Collected data
Content starts
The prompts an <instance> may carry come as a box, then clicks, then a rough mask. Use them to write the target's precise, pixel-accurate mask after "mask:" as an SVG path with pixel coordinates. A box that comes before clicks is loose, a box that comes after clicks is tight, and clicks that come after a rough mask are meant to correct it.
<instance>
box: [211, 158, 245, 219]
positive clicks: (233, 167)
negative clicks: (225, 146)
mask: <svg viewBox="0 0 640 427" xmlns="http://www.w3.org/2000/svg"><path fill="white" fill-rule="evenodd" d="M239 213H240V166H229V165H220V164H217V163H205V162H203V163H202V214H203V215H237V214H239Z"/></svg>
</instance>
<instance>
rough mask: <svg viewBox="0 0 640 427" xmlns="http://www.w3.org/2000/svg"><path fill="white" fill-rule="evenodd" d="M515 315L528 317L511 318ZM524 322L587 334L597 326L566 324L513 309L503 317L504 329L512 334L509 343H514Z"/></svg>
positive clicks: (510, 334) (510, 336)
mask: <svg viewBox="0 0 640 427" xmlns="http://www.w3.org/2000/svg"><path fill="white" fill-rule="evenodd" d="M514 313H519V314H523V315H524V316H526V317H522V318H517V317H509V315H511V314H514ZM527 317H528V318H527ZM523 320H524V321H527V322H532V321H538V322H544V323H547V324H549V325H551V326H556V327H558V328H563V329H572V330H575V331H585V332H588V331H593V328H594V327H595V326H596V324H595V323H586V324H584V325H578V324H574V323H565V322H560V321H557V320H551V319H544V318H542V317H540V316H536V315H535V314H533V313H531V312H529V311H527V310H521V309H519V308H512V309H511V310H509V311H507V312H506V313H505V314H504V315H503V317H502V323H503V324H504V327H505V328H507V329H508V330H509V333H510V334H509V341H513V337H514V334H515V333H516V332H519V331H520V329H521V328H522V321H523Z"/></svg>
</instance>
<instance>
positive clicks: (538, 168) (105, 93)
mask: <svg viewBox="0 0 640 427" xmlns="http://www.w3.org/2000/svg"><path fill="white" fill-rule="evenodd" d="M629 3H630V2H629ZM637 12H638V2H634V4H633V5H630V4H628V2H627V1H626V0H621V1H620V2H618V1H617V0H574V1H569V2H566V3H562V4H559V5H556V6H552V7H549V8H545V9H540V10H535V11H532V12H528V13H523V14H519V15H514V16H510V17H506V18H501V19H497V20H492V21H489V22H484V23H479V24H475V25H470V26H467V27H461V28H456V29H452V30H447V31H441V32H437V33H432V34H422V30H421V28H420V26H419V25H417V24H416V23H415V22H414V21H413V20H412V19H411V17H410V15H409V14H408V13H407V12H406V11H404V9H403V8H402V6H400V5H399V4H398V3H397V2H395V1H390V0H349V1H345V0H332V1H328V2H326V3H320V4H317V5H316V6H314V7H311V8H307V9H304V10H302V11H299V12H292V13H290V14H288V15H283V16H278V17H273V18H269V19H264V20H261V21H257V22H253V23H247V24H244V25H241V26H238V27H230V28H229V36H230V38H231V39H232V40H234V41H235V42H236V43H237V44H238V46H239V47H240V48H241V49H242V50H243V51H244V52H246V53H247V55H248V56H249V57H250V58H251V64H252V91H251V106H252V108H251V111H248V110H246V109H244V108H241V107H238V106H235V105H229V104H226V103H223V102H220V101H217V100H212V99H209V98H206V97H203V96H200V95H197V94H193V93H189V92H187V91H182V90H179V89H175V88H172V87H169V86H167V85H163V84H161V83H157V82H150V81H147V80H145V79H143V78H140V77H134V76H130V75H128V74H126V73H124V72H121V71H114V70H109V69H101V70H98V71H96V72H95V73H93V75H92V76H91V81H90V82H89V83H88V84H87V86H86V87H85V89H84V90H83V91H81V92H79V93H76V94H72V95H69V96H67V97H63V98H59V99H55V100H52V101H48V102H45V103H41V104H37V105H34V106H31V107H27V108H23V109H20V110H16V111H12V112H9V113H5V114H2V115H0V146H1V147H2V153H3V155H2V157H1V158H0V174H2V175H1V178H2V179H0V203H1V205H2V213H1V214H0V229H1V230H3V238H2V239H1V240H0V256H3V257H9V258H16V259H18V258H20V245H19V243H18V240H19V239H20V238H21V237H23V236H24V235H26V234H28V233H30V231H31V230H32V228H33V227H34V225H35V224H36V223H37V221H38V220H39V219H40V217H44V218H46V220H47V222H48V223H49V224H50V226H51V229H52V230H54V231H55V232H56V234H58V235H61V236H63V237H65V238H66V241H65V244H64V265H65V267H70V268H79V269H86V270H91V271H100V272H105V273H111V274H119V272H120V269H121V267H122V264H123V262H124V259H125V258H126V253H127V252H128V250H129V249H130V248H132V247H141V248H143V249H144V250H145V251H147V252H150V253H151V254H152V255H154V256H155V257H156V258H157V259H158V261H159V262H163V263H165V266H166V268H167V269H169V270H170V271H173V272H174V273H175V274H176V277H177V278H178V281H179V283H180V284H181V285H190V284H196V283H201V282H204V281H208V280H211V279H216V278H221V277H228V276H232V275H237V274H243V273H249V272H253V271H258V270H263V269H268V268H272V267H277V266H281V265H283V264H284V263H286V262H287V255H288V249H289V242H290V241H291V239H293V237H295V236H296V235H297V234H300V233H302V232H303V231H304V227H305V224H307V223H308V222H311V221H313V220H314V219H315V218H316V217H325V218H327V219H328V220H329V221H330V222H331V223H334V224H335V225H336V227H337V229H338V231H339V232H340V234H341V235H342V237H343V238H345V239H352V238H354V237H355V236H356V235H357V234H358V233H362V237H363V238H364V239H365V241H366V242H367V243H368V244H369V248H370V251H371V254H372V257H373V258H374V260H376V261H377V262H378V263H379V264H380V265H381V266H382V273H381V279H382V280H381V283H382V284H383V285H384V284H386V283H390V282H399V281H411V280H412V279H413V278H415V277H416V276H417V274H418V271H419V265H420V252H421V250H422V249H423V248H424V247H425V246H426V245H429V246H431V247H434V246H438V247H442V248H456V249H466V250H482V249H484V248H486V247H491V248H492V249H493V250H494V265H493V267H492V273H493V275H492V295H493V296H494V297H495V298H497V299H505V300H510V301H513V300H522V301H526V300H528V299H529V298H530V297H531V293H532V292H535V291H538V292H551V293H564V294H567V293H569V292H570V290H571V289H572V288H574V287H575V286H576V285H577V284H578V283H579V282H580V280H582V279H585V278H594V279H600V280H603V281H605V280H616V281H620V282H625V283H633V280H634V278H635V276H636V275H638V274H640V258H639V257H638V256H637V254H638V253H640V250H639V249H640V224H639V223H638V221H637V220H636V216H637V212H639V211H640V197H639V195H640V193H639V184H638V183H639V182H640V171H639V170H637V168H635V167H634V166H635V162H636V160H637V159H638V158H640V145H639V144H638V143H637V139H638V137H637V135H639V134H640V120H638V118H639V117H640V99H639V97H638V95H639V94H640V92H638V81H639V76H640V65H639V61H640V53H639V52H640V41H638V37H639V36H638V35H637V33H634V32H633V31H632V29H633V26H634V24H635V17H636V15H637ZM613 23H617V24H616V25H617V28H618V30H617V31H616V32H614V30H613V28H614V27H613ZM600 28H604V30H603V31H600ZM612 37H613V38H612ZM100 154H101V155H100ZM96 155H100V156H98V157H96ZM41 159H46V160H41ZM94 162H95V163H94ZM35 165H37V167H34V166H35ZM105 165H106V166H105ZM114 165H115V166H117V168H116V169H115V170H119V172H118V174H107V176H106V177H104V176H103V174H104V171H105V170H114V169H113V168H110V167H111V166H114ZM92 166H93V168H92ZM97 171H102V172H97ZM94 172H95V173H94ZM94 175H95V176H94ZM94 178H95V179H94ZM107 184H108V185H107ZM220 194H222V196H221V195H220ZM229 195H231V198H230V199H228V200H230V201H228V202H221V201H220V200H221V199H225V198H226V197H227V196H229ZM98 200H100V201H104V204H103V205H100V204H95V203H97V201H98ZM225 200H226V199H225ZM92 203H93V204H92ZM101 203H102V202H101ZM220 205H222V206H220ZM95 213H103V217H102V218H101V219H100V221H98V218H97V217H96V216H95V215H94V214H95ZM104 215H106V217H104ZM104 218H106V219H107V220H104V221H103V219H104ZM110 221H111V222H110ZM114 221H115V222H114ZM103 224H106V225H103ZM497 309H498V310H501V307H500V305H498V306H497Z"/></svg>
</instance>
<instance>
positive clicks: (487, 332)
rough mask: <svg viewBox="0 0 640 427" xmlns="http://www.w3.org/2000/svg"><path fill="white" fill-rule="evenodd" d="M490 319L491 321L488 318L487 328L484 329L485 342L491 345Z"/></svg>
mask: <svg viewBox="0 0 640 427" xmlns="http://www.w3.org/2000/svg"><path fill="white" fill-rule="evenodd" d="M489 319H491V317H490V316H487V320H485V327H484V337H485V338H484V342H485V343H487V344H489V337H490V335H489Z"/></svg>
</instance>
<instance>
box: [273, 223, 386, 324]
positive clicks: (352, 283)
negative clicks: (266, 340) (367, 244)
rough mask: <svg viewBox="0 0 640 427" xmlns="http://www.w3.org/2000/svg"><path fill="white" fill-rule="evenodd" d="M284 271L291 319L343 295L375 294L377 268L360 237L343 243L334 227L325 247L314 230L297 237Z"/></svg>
Content ends
[Your objective]: Which lines in the entries contain the string "positive"? Show each of them in full.

[Response]:
positive clicks: (233, 167)
positive clicks: (510, 334) (510, 336)
positive clicks: (538, 168) (105, 93)
positive clicks: (487, 332)
positive clicks: (352, 283)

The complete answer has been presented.